• [Problem] Tally every line of the material where "pole" occurs, then write the total by itself.

• [Data shown]
((
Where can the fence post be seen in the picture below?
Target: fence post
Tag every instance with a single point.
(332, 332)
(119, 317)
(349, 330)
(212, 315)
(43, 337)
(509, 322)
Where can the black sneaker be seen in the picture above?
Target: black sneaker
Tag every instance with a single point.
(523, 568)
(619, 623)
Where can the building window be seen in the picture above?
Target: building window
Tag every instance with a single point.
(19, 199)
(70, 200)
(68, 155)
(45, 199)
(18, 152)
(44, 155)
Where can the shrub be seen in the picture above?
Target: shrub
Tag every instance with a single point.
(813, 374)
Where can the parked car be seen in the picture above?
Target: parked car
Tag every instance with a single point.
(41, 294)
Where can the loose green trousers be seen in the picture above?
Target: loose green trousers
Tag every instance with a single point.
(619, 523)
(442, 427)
))
((
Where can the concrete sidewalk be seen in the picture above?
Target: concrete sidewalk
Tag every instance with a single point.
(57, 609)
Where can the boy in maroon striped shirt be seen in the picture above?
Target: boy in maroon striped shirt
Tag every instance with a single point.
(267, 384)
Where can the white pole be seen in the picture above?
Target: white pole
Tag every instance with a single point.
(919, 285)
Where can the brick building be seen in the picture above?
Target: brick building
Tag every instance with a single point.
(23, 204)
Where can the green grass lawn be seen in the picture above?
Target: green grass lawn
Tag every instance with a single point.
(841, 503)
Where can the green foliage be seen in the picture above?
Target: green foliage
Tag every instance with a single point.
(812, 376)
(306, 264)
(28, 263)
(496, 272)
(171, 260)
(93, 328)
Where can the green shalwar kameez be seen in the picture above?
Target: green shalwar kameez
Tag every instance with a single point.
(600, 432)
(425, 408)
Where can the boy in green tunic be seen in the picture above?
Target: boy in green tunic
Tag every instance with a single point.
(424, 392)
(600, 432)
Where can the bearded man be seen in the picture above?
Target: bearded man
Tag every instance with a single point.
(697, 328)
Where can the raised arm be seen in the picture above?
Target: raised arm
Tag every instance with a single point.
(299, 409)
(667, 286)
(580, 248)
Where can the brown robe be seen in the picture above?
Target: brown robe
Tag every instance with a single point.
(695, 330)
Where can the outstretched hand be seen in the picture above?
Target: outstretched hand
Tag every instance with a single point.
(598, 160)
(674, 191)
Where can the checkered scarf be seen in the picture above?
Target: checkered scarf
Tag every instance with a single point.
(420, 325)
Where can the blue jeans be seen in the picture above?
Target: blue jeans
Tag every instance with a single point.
))
((
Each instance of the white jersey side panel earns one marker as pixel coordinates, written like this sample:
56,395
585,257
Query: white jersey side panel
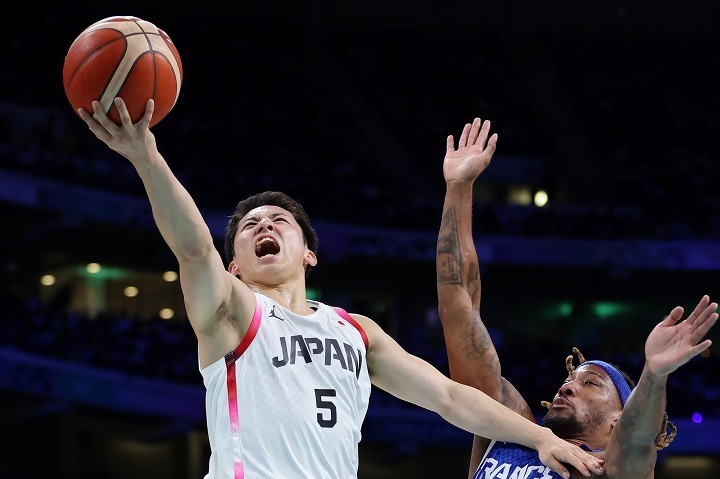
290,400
))
• [Finished task] 2